Tekstfragment:
========================================

Veroordeelt de Bijbel homoseksualiteit?
Laten we beginnen met het feit dat homoseksualiteit in de Bijbel helemaal niet wordt genoemd. De Bijbel weet niets over seksuele oriëntatie in het algemeen. Seksuele oriëntatie is immers een concept van seksuologie en psychologie dat in de 19e eeuw in Europa is ontstaan.
De termen «heteroseksueel» en «homoseksueel» om seksuele ervaring te beschrijven, werden bedacht in 1868 door de Hongaarse journalist Károly Mária Kertbeny. Dus in het bijbelse en kerkelijke paradigma waren er vóór 1868 geen heteroseksuelen of homoseksuelen, omdat mensen elkaar niet definieerden op basis van het type seksuele relaties.
Over het algemeen werd oriëntatie helemaal niet begrepen, het werd niet gereflecteerd en daarom ook niet moreel veroordeeld. Er werd gedacht dat een man seksuele betrekkingen met een andere man kon hebben vanwege morele verdorvenheid of onder invloed van dronkenschap, want volgens de woorden van de apostel leidt dronkenschap tot losbandigheid (Efeziërs 5:18).
Het verbod op mannelijke homoseksualiteit in Leviticus 18:22 impliceert dat deze vorm van seksueel gedrag het resultaat is van een persoonlijke keuze van een persoon die beslist of hij de geboden van God wil volgen of ze wil overtreden.
Tot de 19e eeuw werd vooral gekeken naar handelingen (zoals diefstal of verkrachting) en niet naar iemands identiteit (bijvoorbeeld «deze persoon is een dief») of seksuele oriëntatie. De nadruk lag altijd op gedrag en acties, niet op de persoon zelf. De handelingen van een persoon konden juist (deugdzaam) of verkeerd (zondig) zijn.
In de 20e en 21e eeuw is alles veranderd: een homoseksueel is iemand geworden die alleen seksuele aantrekking voelt tot mensen van hetzelfde geslacht. Nu wordt bijna elke vorm van liefde en hechting tussen mensen van hetzelfde geslacht gezien als een kenmerk van homoseksualiteit. Met andere woorden, wanneer mensen elke vorm van emotionele verbondenheid zien (zoals kussen, omhelzen, enz.), identificeren velen het zonder aarzeling met «de zonde van Sodom» en concentreren ze zich op het concept van homoseksualiteit.
Maar dit heeft zeer weinig te maken met de bijbelse context. In het boek Genesis van het Oude Testament wordt twee keer gesproken over een ritueel waarbij een man de geslachtsdelen van de andere deelnemer aanraakt. In het eerste geval initieert Abraham dit, en de tweede keer doet zijn kleinzoon, aartsvader Jakob, dit. Het is onwaarschijnlijk dat onze moderne homofobe tijdgenoten zo’n mannelijk gesprek positief zouden opvatten: «leg je hand onder mijn heup» of «raak mijn heup aan en zweer bij de Heer».

========================================

Gegevens:
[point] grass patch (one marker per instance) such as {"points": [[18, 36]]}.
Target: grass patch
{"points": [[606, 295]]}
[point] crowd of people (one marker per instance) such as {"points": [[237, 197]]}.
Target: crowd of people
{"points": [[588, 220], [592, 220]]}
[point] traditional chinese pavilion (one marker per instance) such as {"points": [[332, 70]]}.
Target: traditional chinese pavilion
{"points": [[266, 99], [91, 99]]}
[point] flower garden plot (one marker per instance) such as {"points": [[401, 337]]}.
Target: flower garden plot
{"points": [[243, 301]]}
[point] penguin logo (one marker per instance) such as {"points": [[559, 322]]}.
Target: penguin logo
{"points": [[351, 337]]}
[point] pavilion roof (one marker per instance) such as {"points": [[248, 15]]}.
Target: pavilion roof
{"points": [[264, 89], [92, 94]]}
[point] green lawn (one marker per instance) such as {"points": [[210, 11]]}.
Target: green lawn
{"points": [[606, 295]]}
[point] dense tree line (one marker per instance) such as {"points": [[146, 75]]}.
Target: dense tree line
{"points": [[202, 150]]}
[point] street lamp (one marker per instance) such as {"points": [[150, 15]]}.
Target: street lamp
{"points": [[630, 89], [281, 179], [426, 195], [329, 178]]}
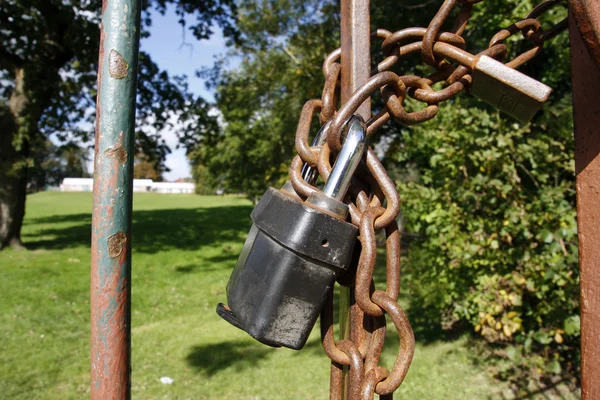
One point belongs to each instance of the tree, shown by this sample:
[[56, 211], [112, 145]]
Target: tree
[[52, 163], [144, 169], [48, 58]]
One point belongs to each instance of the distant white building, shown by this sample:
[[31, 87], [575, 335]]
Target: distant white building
[[173, 187], [139, 185], [77, 185]]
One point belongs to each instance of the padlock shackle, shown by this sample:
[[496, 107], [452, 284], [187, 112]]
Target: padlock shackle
[[348, 159]]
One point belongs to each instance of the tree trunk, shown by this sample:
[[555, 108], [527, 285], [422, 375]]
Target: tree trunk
[[14, 150]]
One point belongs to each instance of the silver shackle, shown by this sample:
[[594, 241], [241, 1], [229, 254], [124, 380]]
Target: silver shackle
[[332, 195], [352, 151]]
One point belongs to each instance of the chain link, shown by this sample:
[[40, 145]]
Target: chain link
[[373, 199]]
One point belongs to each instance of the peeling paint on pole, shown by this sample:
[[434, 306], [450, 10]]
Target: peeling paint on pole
[[111, 222]]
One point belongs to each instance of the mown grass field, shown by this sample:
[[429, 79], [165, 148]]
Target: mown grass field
[[184, 248]]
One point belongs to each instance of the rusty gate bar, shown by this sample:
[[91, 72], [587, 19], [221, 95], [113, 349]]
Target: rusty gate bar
[[586, 118], [355, 37], [112, 203]]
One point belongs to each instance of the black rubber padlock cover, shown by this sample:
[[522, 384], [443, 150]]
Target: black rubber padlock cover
[[289, 263]]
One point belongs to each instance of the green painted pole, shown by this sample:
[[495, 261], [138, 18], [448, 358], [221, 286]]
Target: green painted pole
[[112, 204]]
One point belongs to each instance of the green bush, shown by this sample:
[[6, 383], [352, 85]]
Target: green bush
[[494, 204]]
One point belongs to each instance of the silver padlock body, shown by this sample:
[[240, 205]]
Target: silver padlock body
[[286, 269], [507, 89]]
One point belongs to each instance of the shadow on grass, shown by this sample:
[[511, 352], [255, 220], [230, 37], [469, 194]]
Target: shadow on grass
[[209, 359], [558, 390], [153, 230]]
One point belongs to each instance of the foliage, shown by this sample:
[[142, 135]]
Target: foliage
[[52, 163], [492, 199], [48, 65], [180, 270]]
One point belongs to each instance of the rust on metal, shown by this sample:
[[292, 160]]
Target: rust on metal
[[356, 50], [118, 153], [586, 118], [110, 300], [355, 60], [117, 244], [117, 66], [586, 14], [373, 200]]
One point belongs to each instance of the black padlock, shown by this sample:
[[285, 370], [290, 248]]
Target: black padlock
[[293, 254]]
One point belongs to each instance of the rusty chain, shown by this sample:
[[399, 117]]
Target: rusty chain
[[373, 200]]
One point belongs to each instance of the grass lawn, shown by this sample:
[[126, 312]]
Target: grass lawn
[[184, 248]]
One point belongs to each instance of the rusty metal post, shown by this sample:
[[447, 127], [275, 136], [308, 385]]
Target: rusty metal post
[[112, 204], [586, 116], [356, 70]]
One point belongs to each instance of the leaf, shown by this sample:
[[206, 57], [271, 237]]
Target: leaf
[[572, 325]]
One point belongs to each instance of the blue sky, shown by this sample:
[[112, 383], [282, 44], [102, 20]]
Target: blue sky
[[179, 53]]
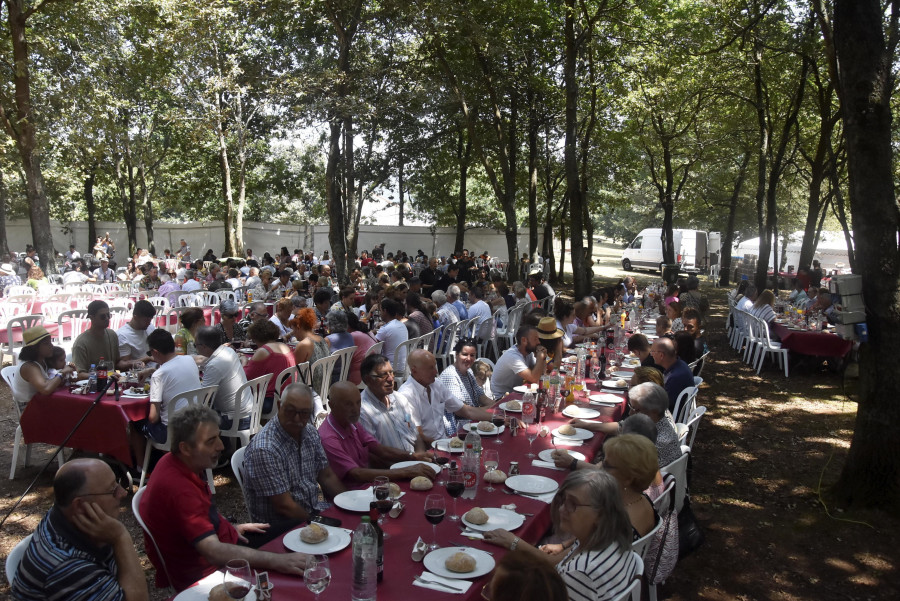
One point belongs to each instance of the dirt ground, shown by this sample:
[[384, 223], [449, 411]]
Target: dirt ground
[[766, 453]]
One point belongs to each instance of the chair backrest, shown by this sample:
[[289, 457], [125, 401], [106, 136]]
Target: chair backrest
[[237, 466], [345, 356], [15, 558], [136, 510]]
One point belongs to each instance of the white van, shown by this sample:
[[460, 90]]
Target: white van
[[645, 251]]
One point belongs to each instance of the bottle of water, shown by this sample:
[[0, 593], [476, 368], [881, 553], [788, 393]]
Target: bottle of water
[[365, 552]]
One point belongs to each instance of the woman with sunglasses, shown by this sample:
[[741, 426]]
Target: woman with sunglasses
[[596, 563]]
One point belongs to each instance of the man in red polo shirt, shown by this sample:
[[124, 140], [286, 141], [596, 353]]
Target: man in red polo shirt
[[193, 538]]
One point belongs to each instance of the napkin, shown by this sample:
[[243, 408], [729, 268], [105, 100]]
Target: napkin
[[461, 586]]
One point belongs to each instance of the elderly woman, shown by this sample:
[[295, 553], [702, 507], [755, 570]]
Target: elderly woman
[[272, 357], [230, 326], [33, 377], [596, 563], [191, 320]]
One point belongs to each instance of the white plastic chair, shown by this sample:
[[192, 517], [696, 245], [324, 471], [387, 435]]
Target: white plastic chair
[[178, 404], [15, 558], [136, 510]]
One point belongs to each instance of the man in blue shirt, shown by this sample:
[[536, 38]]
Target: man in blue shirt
[[676, 373]]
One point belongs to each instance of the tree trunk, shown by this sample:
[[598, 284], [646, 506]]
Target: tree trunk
[[871, 475], [21, 126]]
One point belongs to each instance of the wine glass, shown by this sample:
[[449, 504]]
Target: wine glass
[[317, 574], [238, 582], [491, 462], [455, 488], [499, 419], [434, 513]]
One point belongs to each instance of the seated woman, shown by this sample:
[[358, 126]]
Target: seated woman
[[596, 563], [271, 357], [33, 377]]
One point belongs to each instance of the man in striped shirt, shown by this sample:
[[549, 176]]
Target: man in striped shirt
[[80, 549]]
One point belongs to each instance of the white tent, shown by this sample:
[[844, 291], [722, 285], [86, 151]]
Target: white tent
[[831, 251]]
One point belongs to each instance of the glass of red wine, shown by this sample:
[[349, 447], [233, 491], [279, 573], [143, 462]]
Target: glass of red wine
[[434, 513], [238, 578], [455, 488]]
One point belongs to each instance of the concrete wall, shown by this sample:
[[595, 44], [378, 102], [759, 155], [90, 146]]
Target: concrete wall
[[263, 237]]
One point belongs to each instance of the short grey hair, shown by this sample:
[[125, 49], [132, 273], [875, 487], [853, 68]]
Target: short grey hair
[[337, 321], [184, 424], [652, 397], [613, 525]]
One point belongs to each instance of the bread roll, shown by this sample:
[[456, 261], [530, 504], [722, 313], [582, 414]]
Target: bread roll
[[313, 534], [460, 562], [421, 483], [477, 516], [495, 477]]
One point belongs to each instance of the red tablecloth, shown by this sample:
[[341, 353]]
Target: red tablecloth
[[49, 418], [816, 344], [399, 568]]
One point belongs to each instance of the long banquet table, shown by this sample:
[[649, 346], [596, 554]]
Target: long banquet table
[[399, 568]]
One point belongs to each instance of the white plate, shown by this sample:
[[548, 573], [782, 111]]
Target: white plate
[[532, 485], [434, 562], [470, 426], [497, 518], [580, 434], [547, 455], [444, 445], [402, 464], [580, 412], [200, 591], [355, 500], [622, 374], [612, 384], [605, 398], [338, 539]]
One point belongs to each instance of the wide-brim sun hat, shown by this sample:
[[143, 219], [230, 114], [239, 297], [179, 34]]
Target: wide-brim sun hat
[[547, 329], [35, 335]]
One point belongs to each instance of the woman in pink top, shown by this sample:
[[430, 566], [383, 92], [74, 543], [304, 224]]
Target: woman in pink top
[[272, 357]]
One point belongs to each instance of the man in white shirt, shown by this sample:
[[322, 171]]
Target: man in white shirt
[[133, 345], [524, 363], [426, 399], [223, 369], [393, 333], [104, 273], [190, 281], [176, 375]]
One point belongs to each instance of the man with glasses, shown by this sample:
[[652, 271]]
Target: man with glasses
[[97, 342], [81, 549], [285, 464]]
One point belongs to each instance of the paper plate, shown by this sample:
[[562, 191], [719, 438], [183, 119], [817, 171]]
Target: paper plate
[[338, 538], [434, 562], [497, 518]]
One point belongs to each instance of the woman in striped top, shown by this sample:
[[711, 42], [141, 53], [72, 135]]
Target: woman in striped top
[[597, 564]]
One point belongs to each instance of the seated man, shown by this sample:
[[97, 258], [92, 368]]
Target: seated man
[[223, 369], [133, 347], [426, 399], [285, 463], [676, 373], [193, 537], [80, 549], [349, 446], [524, 363], [379, 412]]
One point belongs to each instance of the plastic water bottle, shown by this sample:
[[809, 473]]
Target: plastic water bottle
[[365, 551]]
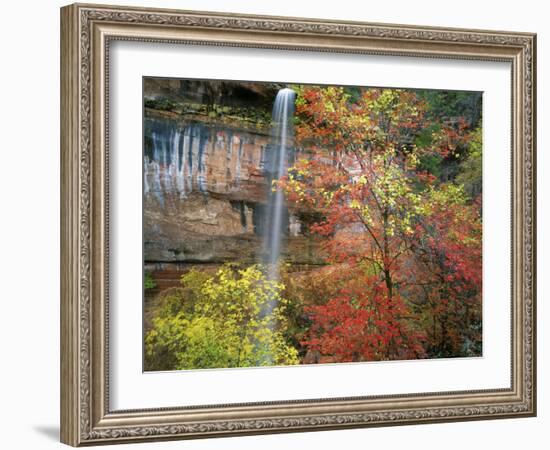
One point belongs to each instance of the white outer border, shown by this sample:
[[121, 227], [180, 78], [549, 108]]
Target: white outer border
[[130, 388]]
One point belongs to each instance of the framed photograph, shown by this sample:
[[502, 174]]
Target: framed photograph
[[277, 224]]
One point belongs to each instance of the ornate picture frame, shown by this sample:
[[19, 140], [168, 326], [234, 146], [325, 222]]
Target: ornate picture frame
[[87, 31]]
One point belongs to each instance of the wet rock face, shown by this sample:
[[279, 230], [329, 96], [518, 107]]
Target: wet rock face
[[205, 191]]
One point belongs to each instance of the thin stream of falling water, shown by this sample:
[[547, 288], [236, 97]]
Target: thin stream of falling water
[[282, 136]]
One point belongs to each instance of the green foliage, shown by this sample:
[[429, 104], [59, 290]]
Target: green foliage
[[233, 318], [471, 169], [161, 104], [148, 281]]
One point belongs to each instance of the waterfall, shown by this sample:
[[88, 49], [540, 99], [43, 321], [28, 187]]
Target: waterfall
[[277, 165]]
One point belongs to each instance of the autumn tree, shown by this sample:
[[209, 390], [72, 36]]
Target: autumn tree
[[365, 177], [233, 318]]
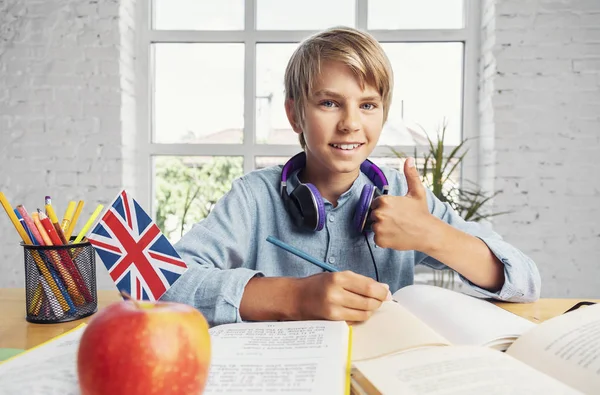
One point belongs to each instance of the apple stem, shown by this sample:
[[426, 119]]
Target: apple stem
[[128, 297]]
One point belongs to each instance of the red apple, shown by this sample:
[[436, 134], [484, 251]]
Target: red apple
[[140, 347]]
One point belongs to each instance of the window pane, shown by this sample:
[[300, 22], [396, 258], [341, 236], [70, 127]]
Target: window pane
[[187, 188], [199, 14], [303, 15], [411, 14], [427, 93], [199, 93], [272, 126], [268, 161]]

========================================

Opgave:
Herhaal woordelijk het stuk uit de tekst over de Bijbel en homoseksualiteit, vanaf "Tot de 19e eeuw" tot en met "concept van homoseksualiteit.".

Antwoord:
Tot de 19e eeuw werd vooral gekeken naar handelingen (zoals diefstal of verkrachting) en niet naar iemands identiteit (bijvoorbeeld «deze persoon is een dief») of seksuele oriëntatie. De nadruk lag altijd op gedrag en acties, niet op de persoon zelf. De handelingen van een persoon konden juist (deugdzaam) of verkeerd (zondig) zijn.
In de 20e en 21e eeuw is alles veranderd: een homoseksueel is iemand geworden die alleen seksuele aantrekking voelt tot mensen van hetzelfde geslacht. Nu wordt bijna elke vorm van liefde en hechting tussen mensen van hetzelfde geslacht gezien als een kenmerk van homoseksualiteit. Met andere woorden, wanneer mensen elke vorm van emotionele verbondenheid zien (zoals kussen, omhelzen, enz.), identificeren velen het zonder aarzeling met «de zonde van Sodom» en concentreren ze zich op het concept van homoseksualiteit.